Trecho fornecido →
Recomendações técnicas:
- Priorizar intervenções de socorro urgentes: em situações de desastre em massa, é crucial priorizar intervenções que atendam às necessidades imediatas de saúde e segurança dos seres humanos e dos animais afetados;
- Avaliação individual por médicos-veterinários: os médicos-veterinários devem avaliar individualmente cada animal para determinar se a castração é uma intervenção necessária e segura e se dispõe de meios adequados mesmo em situação de desastre, não permitindo a interferência de pessoas leigas em seus trabalhos e julgamentos profissionais;
- Garantir infraestrutura e recursos adequados: antes de realizar qualquer procedimento cirúrgico, é fundamental garantir que haja recursos e infraestrutura adequados disponíveis para garantir a segurança e o bem-estar dos animais;
- Obter consentimento informado: para realização de procedimento cirúrgico, deve-se obter o consentimento informado do responsável legal pelo animal antes de realizar o procedimento, mesmo em situações de desastre. Exceção é feita apenas para os casos de iminente risco de morte ou de incapacidade permanente do paciente, onde médico-veterinário deve:
I – proceder ao atendimento e à intervenção independentemente do prévio consentimento e autorização;
II – registrar no prontuário todas as informações relacionadas à eventual recusa de consentimento ou autorização ou impossibilidade de obtenção.

Listagem de dados →
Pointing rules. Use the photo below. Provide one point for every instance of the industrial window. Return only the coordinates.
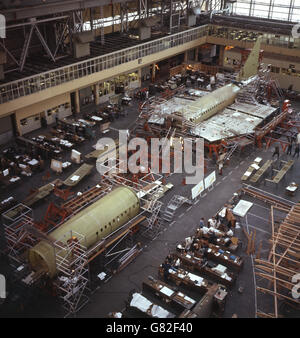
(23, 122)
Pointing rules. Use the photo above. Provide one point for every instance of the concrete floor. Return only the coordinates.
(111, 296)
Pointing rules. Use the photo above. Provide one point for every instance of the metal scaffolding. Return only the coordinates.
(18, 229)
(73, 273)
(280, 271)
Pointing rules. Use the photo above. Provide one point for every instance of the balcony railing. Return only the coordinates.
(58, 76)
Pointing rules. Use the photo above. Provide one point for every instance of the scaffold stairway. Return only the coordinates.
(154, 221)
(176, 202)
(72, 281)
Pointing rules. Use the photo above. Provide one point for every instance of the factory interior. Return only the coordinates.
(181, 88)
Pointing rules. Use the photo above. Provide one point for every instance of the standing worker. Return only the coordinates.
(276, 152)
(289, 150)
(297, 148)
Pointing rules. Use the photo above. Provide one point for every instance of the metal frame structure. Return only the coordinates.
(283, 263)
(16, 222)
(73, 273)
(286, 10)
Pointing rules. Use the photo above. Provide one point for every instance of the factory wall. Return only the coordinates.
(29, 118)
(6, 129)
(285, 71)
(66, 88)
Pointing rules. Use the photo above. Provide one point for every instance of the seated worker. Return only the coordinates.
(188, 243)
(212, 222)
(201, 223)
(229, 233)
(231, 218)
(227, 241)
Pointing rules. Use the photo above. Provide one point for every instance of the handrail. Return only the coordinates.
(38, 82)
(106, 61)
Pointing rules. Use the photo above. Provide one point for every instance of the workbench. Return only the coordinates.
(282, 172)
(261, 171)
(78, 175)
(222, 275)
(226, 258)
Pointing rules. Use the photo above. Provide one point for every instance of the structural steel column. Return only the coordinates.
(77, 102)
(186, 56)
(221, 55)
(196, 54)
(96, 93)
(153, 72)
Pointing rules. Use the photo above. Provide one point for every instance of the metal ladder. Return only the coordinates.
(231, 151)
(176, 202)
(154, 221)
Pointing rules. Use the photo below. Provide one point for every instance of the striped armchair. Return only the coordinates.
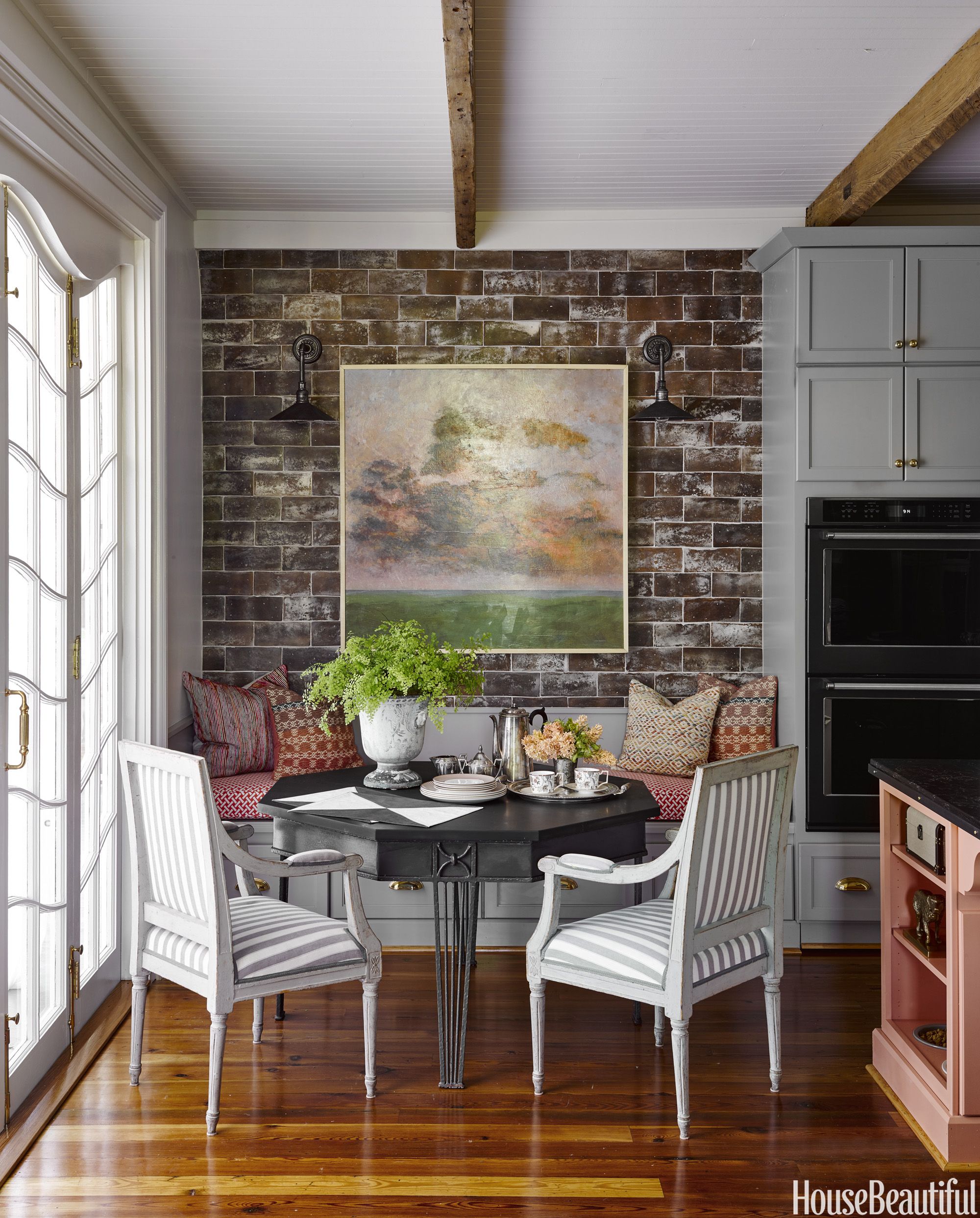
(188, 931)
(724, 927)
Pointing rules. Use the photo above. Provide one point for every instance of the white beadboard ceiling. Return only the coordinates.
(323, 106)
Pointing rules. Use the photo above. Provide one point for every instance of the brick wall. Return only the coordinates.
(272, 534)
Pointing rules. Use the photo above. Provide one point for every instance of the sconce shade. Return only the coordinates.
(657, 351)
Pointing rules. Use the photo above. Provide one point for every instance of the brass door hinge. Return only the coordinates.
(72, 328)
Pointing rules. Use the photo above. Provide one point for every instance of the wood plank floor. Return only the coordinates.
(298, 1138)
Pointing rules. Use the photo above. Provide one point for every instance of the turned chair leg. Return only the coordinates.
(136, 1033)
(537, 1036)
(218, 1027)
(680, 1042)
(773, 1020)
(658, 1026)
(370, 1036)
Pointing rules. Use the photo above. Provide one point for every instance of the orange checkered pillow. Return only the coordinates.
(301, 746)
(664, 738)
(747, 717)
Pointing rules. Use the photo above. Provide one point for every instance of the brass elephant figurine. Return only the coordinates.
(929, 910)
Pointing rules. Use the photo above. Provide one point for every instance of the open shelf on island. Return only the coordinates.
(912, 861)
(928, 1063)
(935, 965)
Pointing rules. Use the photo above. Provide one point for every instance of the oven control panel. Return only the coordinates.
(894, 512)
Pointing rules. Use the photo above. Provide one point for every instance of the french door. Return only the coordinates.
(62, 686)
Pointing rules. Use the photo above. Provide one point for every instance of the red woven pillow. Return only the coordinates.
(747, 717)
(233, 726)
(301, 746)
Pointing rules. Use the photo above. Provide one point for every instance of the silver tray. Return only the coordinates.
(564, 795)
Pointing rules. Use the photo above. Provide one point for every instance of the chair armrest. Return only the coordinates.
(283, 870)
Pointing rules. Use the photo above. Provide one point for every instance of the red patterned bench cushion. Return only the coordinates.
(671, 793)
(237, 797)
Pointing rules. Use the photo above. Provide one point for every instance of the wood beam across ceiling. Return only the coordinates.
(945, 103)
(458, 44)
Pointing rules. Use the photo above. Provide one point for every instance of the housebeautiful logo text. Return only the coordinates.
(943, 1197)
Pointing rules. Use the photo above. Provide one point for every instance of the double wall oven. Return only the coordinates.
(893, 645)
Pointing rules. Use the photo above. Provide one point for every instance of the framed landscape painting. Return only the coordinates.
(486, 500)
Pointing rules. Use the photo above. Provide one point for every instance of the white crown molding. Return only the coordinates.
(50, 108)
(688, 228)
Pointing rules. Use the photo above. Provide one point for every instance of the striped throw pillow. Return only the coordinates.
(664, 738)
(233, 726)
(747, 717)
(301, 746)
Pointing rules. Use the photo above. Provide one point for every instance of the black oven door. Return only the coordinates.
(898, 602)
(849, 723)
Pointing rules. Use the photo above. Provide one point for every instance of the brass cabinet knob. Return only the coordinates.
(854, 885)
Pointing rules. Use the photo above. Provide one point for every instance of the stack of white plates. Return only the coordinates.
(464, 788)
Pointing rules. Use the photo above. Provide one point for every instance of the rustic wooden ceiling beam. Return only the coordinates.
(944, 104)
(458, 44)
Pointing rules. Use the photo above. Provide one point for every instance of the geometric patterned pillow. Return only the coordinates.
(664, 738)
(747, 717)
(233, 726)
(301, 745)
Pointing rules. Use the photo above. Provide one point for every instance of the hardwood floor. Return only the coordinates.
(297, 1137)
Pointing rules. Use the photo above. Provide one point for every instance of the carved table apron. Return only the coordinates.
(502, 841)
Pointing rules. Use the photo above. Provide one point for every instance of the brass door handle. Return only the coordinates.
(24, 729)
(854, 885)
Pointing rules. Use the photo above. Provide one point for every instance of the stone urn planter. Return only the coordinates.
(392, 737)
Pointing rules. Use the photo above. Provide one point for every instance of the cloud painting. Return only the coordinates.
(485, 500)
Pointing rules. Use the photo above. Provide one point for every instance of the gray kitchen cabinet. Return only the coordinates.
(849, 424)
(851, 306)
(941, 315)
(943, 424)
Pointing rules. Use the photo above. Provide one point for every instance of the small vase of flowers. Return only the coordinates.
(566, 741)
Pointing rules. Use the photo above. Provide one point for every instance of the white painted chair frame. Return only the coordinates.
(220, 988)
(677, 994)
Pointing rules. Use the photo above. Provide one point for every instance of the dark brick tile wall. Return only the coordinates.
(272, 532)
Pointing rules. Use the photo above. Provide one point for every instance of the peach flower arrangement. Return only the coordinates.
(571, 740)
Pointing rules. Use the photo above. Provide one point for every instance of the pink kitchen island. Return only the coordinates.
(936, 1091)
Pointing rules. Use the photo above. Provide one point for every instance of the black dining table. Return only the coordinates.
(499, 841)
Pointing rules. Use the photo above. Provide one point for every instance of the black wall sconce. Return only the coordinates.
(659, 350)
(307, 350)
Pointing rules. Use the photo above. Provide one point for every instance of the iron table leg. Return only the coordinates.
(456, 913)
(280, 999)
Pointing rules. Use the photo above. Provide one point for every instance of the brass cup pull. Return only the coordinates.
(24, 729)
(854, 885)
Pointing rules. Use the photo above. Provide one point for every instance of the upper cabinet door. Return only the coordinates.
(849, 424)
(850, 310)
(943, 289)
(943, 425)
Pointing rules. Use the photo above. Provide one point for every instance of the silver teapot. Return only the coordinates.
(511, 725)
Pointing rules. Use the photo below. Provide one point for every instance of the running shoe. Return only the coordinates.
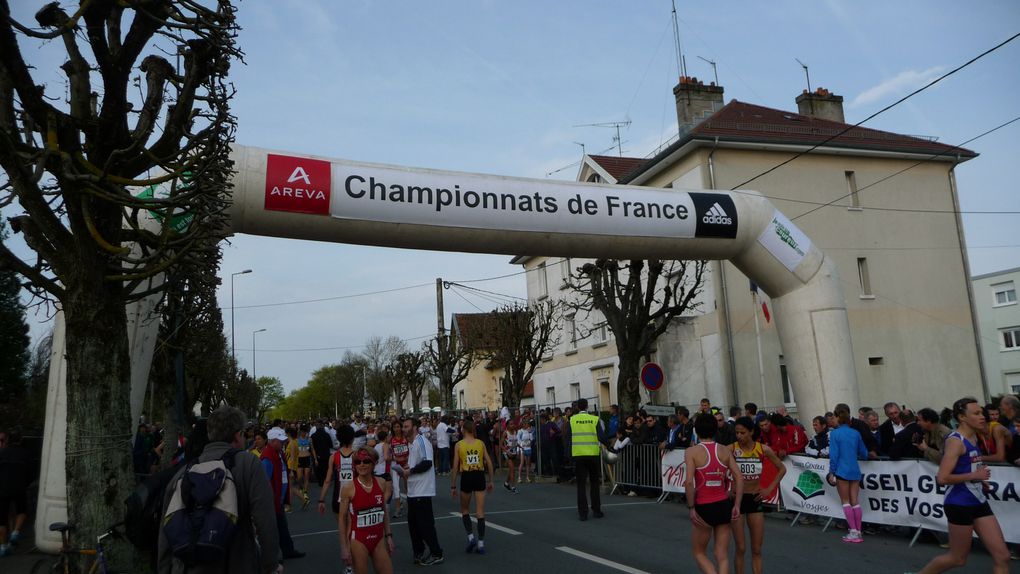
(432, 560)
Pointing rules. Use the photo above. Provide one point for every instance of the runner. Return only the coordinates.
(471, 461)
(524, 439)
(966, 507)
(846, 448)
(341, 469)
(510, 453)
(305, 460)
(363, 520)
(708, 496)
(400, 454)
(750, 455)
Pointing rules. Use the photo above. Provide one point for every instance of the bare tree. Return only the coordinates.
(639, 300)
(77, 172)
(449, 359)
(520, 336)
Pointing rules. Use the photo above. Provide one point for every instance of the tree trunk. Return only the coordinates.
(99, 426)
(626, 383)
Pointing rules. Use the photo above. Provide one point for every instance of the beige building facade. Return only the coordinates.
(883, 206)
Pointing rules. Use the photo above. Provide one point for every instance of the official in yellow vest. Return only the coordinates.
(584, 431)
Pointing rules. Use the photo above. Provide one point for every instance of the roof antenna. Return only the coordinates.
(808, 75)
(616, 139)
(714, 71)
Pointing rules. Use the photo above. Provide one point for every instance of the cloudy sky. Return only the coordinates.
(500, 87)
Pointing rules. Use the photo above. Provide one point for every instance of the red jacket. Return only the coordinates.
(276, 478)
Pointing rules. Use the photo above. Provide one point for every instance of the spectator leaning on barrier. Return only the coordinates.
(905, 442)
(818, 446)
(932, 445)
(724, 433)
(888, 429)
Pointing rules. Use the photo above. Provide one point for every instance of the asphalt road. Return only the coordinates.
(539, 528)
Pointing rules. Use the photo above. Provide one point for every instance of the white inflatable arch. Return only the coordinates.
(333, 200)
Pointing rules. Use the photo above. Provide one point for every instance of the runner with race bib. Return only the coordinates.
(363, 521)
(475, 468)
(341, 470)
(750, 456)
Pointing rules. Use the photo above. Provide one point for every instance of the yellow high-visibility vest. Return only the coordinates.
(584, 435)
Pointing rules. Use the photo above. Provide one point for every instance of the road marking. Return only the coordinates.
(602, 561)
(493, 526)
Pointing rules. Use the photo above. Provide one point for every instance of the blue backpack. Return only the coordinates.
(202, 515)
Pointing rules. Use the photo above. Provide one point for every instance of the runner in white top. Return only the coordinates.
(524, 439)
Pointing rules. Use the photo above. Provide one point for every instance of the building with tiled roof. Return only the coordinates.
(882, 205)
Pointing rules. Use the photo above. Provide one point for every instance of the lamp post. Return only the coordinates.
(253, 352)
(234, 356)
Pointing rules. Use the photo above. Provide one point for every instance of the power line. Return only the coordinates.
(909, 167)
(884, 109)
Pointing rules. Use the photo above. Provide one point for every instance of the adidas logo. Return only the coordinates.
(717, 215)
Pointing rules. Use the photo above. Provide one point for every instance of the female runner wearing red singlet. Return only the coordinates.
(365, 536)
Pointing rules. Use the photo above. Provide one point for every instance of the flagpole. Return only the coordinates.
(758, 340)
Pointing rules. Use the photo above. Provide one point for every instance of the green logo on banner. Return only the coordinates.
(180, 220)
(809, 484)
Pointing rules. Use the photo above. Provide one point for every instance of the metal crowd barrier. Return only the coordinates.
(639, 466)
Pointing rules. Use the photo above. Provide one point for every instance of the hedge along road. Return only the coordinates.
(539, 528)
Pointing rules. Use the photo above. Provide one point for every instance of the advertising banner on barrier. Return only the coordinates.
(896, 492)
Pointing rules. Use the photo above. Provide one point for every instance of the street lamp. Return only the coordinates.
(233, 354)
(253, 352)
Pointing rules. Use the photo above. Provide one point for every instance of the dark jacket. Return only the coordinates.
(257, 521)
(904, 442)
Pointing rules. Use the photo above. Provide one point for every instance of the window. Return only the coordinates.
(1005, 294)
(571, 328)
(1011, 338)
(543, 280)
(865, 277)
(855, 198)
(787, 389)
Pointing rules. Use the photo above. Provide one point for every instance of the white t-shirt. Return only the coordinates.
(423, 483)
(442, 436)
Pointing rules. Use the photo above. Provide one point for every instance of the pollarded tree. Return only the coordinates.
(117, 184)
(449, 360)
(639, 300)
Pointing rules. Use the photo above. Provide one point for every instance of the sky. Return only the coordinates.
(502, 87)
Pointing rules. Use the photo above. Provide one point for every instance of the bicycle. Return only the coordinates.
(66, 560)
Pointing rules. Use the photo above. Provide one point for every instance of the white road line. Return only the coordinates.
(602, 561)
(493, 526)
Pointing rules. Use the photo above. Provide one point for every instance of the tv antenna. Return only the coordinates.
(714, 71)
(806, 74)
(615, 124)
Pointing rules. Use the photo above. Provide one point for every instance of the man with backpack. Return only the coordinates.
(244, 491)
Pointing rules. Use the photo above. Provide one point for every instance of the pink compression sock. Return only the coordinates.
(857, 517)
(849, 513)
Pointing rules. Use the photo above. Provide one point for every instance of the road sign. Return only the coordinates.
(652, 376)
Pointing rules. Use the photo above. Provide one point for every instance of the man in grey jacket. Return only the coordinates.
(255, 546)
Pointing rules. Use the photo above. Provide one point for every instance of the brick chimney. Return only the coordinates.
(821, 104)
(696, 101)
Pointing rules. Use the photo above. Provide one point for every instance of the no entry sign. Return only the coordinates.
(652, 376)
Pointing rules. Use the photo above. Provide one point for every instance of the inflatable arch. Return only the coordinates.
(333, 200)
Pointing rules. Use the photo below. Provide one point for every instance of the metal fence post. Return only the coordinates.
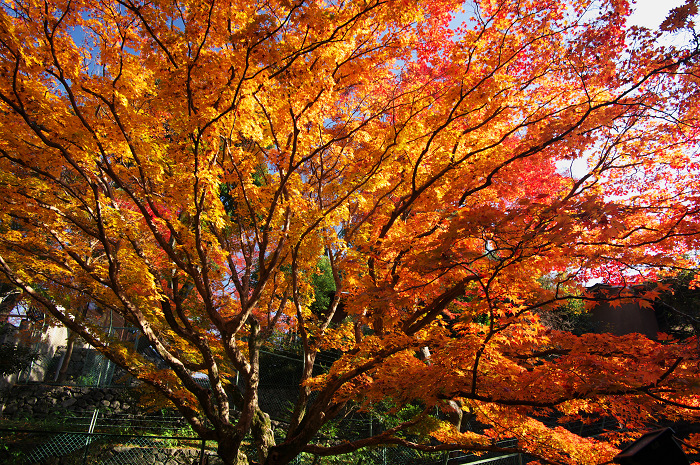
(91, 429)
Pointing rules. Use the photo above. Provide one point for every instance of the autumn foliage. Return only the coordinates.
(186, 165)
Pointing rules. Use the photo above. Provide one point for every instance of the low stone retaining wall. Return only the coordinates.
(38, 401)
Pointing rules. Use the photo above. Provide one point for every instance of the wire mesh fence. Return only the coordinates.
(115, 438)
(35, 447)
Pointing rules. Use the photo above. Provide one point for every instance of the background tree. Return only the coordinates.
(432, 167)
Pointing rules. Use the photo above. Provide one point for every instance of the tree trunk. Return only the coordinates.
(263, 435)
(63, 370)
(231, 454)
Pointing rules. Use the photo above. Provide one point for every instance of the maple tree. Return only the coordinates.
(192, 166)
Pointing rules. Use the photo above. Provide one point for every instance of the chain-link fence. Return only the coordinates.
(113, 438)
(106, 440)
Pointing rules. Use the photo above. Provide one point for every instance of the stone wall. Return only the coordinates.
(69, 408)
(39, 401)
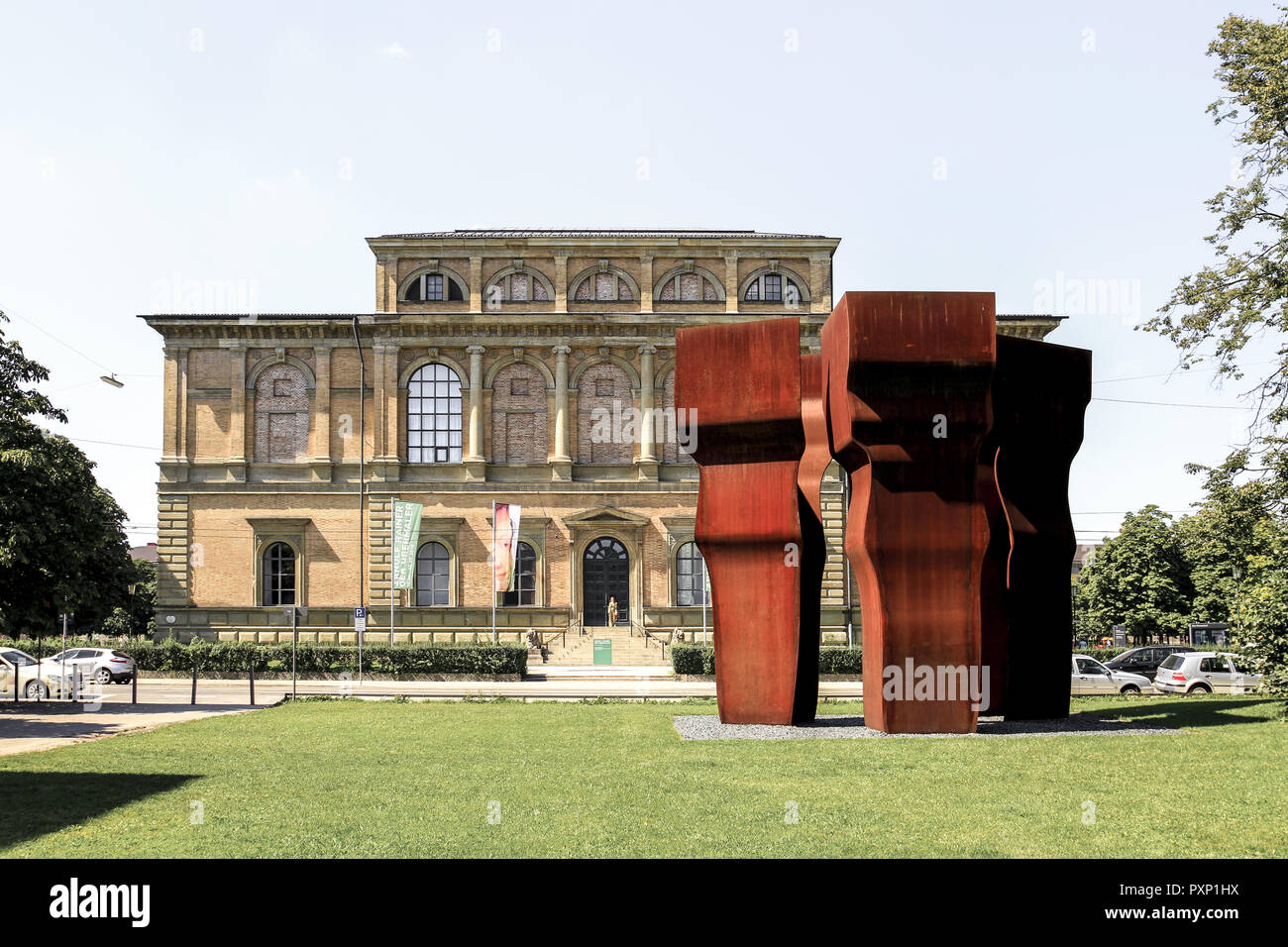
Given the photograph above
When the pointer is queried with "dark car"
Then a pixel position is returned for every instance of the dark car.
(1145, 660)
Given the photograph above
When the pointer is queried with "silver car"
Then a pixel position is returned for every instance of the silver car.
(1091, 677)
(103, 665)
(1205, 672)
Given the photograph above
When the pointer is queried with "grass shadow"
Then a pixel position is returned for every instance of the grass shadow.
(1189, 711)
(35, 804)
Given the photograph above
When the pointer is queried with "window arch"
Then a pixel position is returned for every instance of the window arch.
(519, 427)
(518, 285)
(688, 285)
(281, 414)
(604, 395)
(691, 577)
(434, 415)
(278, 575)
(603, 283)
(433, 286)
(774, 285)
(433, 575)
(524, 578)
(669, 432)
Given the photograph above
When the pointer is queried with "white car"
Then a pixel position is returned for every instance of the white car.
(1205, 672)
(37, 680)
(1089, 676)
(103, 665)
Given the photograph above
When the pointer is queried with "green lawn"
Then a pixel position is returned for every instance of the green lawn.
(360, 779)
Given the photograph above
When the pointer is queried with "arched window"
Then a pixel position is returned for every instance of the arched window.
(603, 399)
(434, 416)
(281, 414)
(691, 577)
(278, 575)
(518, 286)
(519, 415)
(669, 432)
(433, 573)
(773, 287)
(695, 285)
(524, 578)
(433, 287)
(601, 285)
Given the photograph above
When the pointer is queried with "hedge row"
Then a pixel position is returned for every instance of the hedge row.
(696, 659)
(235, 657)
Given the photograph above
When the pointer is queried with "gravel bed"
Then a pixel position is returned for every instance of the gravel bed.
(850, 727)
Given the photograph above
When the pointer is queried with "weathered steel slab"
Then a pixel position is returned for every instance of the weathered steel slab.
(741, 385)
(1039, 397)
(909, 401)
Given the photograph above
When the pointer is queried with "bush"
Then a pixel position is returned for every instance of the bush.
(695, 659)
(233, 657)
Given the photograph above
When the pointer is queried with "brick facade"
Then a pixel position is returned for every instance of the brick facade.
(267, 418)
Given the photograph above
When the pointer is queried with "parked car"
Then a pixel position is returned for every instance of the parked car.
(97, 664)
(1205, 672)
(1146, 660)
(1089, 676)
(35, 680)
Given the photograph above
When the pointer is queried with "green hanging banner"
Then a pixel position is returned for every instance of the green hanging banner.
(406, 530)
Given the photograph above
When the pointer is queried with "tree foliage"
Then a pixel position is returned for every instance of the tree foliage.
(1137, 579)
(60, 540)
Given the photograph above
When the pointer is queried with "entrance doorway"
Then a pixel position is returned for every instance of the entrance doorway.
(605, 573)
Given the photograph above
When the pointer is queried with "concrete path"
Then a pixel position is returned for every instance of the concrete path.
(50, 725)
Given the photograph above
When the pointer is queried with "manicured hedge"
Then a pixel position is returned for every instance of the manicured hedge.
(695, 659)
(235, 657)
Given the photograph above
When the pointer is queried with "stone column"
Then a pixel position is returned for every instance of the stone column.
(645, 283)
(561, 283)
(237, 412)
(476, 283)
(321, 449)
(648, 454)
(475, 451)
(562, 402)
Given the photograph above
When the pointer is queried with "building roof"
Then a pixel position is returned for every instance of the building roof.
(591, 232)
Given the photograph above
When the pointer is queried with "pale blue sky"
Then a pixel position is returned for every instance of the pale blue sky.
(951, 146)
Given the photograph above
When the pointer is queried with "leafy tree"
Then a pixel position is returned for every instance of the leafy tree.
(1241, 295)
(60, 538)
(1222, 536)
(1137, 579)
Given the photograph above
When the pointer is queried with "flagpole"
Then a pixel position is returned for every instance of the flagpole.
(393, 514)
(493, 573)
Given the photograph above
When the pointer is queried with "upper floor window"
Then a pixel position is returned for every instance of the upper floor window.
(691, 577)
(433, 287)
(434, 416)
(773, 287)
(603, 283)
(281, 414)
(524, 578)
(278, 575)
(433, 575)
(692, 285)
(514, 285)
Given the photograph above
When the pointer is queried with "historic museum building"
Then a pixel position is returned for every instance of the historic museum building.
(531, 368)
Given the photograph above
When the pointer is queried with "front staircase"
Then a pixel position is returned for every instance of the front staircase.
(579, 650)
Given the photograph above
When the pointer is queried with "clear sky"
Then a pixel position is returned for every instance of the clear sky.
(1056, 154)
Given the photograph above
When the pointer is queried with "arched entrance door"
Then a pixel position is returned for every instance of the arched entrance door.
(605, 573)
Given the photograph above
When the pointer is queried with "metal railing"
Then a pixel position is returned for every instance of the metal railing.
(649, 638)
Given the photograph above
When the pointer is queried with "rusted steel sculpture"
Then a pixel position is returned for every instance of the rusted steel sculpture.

Instrução de trabalho A → Nas recomendações técnicas sobre o cuidado com animais em desastres, de quem deve ser obtido o consentimento informado antes de uma cirurgia?
Instrução de trabalho B → Dê continuidade às recomendações técnicas sobre o cuidado com animais em desastres a partir do ponto em que o trecho para.
A listagem vem de outra fonte, separada do trecho.

Resultado A → Do responsável legal pelo animal.

Resultado B →
- Seguir o Plano Nacional de Contingência de Desastres em Massa Envolvendo Animais: desde 2021 o CFMV disponibiliza material com uma série de recomendações técnicas para a atuação profissional em situações de desastre, disponível no link: https://www.cfmv.gov.br/plano-nacional-de-contingencia-de-desastres-em-massa-envolvendo-animal/comunicacao/publicacoes/2020/10/05/#1
O CFMV alerta que mutirões de castração em meio a situações de desastre em massa representam riscos significativos para a saúde e o bem-estar dos animais, bem como para a eficácia das operações de socorro. Portanto, é fundamental que os profissionais envolvidos nessas situações priorizem intervenções que atendam às necessidades imediatas de saúde e segurança dos seres humanos e dos animais afetados, sempre sob a orientação de médicos-veterinários e com o consentimento informado do responsável legal pelo animal.
Neste momento, muitos dos tutores não tiveram condições de resgatar seus animais nos abrigos e, portanto, não tem condição de autorizar procedimentos eletivos como o da castração.
Neste cenário existe ainda uma insegurança jurídica aos profissionais que estão na linha de frente, caso participem de iniciativas para além daquelas prioritárias e essenciais à preservação da vida e bem-estar dos animais nesta condição provisória.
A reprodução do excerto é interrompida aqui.